- Opening Delimiter -

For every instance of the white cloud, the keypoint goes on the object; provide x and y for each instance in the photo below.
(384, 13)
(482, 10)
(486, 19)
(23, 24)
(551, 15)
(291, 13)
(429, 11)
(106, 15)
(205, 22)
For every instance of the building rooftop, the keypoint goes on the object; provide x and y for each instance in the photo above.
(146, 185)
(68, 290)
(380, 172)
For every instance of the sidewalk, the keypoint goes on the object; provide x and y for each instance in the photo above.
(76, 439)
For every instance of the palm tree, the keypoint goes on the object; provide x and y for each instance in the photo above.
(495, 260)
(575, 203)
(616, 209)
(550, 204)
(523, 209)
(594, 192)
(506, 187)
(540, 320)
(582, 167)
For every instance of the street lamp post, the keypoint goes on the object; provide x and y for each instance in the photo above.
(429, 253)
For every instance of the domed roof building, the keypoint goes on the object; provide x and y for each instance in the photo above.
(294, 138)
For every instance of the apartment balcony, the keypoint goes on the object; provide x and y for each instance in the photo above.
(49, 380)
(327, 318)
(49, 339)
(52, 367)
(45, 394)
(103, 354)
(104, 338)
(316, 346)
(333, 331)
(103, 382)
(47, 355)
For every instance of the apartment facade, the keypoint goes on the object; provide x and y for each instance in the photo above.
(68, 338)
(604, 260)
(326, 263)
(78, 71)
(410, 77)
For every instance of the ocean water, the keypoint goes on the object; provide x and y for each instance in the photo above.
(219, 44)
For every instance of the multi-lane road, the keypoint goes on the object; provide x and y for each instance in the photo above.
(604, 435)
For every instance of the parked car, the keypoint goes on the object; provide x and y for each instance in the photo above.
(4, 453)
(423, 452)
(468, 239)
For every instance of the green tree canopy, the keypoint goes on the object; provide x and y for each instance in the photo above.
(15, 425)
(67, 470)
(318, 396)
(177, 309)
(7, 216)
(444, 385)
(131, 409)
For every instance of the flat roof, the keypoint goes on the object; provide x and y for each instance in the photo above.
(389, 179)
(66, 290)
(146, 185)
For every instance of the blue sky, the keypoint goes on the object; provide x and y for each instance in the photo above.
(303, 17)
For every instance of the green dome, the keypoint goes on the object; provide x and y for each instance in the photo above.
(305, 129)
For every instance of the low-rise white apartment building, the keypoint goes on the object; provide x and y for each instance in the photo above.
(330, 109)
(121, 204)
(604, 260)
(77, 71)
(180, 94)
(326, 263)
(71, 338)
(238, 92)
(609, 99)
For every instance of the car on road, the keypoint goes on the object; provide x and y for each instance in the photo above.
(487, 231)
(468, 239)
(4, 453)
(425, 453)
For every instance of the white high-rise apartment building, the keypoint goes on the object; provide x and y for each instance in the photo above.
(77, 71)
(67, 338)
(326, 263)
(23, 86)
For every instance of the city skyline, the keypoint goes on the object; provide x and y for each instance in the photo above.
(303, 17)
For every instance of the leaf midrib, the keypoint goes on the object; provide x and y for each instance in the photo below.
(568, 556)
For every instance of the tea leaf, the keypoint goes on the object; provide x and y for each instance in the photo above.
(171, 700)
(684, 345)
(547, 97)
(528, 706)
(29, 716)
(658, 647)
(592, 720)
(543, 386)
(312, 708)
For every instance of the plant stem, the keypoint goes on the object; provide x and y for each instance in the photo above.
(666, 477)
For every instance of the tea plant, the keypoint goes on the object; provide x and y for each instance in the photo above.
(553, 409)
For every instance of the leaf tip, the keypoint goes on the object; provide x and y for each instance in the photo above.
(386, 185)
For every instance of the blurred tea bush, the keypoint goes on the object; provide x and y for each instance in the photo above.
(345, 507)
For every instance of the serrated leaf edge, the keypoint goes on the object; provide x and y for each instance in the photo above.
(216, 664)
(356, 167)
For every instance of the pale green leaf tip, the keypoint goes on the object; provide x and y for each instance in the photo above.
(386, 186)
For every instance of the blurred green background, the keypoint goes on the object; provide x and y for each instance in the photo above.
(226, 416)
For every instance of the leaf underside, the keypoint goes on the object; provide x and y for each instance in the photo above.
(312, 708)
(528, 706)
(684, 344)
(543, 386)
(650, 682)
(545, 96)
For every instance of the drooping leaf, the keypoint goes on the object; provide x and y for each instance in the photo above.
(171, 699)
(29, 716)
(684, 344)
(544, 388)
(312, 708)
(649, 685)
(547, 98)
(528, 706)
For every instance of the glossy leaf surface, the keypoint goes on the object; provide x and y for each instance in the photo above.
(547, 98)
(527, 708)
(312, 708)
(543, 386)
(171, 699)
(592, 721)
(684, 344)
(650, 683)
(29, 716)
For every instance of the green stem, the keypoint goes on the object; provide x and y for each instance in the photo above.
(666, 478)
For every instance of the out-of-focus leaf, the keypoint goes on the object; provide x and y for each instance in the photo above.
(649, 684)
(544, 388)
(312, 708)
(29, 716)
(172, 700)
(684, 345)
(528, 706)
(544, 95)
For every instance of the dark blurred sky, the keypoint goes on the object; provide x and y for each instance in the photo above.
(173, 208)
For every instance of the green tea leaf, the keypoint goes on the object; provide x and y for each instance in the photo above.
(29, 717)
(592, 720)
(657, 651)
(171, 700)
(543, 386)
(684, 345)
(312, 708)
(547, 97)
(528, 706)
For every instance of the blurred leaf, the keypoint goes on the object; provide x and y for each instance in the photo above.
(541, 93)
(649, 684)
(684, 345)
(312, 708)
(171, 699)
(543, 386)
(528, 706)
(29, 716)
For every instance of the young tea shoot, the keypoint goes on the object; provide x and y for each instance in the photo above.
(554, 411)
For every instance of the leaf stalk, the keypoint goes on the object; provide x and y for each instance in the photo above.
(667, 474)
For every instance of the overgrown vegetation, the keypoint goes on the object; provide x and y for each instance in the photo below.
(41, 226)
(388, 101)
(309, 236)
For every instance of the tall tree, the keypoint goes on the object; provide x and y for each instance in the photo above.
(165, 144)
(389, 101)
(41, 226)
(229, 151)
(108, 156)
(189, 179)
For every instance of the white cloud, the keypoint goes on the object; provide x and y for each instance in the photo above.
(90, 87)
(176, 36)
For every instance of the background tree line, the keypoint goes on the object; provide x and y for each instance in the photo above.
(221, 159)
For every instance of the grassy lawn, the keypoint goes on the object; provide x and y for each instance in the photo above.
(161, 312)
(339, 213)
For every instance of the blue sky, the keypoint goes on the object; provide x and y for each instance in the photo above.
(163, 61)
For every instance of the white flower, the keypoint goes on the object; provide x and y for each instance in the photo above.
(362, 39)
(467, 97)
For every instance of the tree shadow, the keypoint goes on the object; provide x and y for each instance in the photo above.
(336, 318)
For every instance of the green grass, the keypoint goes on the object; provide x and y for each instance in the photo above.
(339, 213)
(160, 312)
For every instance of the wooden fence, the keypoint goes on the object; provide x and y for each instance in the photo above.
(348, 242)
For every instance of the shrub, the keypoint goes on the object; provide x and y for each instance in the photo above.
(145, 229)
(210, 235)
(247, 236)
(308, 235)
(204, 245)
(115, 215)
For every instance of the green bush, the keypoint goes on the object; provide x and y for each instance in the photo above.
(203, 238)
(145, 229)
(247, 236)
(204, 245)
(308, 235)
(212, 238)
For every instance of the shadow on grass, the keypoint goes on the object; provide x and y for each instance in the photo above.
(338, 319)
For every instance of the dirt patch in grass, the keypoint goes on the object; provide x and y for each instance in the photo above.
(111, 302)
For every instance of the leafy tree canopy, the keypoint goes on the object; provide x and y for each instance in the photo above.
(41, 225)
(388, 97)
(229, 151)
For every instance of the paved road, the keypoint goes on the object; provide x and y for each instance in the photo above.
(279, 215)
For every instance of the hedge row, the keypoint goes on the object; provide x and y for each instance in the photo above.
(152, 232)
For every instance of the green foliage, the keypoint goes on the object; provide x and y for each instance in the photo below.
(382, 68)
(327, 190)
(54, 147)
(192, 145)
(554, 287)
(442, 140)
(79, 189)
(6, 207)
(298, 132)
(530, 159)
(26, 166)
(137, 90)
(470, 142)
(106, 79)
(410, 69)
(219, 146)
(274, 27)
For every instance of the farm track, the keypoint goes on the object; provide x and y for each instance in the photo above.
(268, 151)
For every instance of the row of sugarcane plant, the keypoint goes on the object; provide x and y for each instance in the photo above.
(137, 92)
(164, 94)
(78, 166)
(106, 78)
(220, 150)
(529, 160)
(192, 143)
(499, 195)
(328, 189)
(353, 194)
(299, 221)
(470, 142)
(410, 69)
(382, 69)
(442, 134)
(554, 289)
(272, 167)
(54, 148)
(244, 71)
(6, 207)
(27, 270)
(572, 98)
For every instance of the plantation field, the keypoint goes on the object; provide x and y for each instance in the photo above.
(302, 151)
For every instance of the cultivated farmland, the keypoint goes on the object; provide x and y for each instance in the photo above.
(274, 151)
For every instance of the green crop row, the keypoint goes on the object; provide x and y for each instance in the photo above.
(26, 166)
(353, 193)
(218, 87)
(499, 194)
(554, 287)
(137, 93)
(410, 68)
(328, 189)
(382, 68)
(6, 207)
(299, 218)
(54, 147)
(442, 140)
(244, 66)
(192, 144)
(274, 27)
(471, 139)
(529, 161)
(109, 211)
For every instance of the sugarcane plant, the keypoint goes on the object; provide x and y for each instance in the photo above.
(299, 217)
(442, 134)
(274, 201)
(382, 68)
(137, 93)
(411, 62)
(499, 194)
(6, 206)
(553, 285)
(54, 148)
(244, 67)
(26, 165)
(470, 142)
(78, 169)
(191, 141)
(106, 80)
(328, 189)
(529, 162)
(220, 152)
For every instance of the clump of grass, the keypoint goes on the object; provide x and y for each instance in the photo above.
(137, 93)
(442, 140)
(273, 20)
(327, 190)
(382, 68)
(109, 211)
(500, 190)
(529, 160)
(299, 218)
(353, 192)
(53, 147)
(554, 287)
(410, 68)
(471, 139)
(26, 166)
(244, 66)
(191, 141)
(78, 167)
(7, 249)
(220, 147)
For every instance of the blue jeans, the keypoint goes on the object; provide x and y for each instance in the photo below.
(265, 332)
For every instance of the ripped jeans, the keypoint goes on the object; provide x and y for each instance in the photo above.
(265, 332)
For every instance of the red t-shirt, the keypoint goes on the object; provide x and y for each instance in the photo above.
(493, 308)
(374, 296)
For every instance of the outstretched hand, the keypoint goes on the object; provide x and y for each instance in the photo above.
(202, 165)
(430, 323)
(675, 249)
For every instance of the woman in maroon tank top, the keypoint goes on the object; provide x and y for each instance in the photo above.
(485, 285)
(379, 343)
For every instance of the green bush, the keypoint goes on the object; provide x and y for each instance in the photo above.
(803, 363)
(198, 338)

- Closing Delimiter -

> [WORK INSTRUCTION]: Each line from the one holding "For every instance of the ripped" to the end of the data above goes into the answer exactly as written, and no other line does.

> [EXPECTED ANSWER]:
For every instance of the ripped jeans, the keypoint goes on the object; provide x and y for each instance in the photo above.
(265, 332)
For every instance of the red t-shirt, the keypoint goes on the object; provide x and y for each instance in the photo above.
(493, 308)
(374, 296)
For every instance of the outstretched hand, the keypoint goes on the object; provide x and y for each instance in the photo above.
(202, 165)
(430, 323)
(675, 249)
For every instance of the woman in maroon tank top, the keypoint goes on the object; provide x and y for each instance in the photo above.
(485, 285)
(379, 343)
For every instance of the green bush, the keypoint goes on the object; provide x and y for each instance in the photo above.
(803, 363)
(198, 338)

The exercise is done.